## Aim
Take the line that contains "the red plastic" as the first line and the last line of the material below as the final one; reproduce exactly the lines between, inclusive.

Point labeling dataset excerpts
[BEGIN]

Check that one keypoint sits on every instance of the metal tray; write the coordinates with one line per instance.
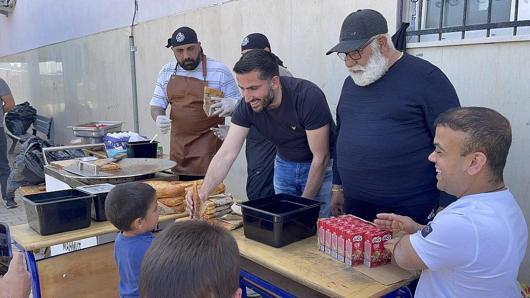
(131, 169)
(96, 129)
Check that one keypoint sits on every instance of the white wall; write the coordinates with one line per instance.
(34, 24)
(495, 75)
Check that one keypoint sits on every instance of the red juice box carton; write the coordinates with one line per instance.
(354, 247)
(321, 233)
(375, 253)
(329, 229)
(341, 242)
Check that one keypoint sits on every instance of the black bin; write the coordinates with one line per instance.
(280, 219)
(99, 191)
(142, 149)
(58, 211)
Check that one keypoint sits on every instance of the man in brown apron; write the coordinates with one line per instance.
(193, 144)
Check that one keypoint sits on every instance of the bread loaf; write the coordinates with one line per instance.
(171, 202)
(166, 189)
(208, 94)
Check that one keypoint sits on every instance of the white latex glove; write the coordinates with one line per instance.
(163, 123)
(220, 131)
(223, 106)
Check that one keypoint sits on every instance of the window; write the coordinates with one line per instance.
(463, 19)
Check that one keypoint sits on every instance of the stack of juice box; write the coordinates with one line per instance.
(353, 241)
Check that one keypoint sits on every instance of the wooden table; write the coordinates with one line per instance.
(298, 269)
(89, 272)
(301, 269)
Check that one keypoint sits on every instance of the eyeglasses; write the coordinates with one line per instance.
(355, 55)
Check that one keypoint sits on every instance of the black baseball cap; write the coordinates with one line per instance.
(255, 41)
(182, 36)
(358, 28)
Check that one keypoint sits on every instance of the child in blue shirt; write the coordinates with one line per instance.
(133, 209)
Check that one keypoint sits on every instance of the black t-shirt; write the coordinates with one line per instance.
(386, 130)
(303, 107)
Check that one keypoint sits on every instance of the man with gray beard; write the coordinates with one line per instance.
(385, 118)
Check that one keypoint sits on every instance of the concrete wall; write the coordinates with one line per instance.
(495, 75)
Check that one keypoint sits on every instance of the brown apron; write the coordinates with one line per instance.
(193, 144)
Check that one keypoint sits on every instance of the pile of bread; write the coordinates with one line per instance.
(171, 194)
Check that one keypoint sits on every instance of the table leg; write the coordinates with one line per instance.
(262, 287)
(32, 268)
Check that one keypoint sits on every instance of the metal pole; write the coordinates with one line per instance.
(132, 56)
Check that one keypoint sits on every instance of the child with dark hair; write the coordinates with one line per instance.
(133, 209)
(191, 259)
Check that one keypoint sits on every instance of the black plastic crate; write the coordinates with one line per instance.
(280, 219)
(58, 211)
(142, 149)
(99, 191)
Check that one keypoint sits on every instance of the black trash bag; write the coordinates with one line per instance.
(28, 168)
(20, 118)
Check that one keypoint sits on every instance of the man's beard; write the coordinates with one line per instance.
(375, 68)
(190, 64)
(265, 101)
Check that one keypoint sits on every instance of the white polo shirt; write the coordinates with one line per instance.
(473, 248)
(218, 77)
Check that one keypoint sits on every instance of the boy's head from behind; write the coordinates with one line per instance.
(191, 259)
(132, 207)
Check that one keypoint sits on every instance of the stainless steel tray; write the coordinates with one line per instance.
(96, 129)
(131, 169)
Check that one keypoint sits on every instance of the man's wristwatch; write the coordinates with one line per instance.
(337, 188)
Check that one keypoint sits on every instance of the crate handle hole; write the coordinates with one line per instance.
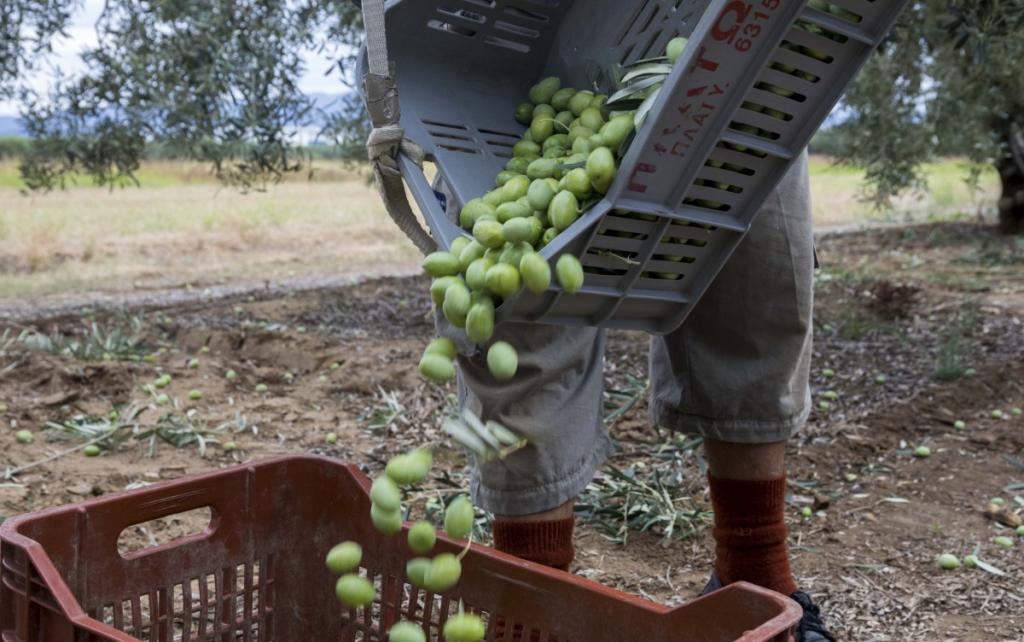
(168, 531)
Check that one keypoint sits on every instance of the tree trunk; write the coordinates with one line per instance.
(1011, 170)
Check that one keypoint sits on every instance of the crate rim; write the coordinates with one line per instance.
(70, 604)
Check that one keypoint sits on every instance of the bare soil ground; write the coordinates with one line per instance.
(922, 327)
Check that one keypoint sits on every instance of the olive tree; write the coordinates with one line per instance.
(947, 79)
(216, 80)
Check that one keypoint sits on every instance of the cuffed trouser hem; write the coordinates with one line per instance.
(730, 430)
(538, 499)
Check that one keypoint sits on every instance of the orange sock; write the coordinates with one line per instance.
(750, 532)
(548, 543)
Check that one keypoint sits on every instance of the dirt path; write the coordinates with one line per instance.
(921, 327)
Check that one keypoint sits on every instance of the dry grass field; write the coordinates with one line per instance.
(178, 228)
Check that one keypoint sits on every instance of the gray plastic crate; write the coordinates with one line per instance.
(696, 173)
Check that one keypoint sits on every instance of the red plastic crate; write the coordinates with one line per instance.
(256, 573)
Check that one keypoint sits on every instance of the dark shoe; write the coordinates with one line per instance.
(810, 629)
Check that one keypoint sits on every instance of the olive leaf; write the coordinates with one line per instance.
(645, 109)
(633, 89)
(989, 568)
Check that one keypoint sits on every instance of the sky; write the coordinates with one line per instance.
(82, 35)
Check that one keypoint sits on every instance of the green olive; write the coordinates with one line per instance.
(443, 572)
(536, 272)
(354, 592)
(459, 518)
(385, 494)
(464, 628)
(503, 281)
(441, 264)
(545, 90)
(503, 361)
(388, 522)
(422, 537)
(569, 273)
(344, 558)
(416, 571)
(406, 632)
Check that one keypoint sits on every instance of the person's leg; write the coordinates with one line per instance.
(737, 373)
(555, 401)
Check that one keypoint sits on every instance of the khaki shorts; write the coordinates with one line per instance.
(736, 371)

[END]

## Task response
Check that one keypoint sits on every instance of the red plastic crate; write the coordinates with one line per instance.
(256, 573)
Check that one keypoint sits on every instance of the dark shoe; write the coordinates with one line per instance.
(810, 629)
Check that one keypoint sits on every instance of the olive leaf; write the coordinates with one line per instance.
(645, 109)
(633, 89)
(989, 568)
Check that one keypoint sits on every instance of the sky; write the coordinates with one line per instance.
(82, 35)
Check that one keypoint sits on every instance of the green olive; write the coordinates with one line per instance.
(443, 572)
(536, 272)
(354, 592)
(459, 518)
(385, 494)
(464, 628)
(503, 281)
(441, 264)
(545, 90)
(503, 361)
(388, 522)
(422, 537)
(569, 273)
(344, 558)
(416, 571)
(406, 632)
Check that one keypoint sits on every instance of the person's leg; write the coordinates with one line per instance.
(737, 373)
(555, 401)
Check that one keypoint sits on every instance of the khaki shorts; write the coordinates with one line per instance.
(736, 371)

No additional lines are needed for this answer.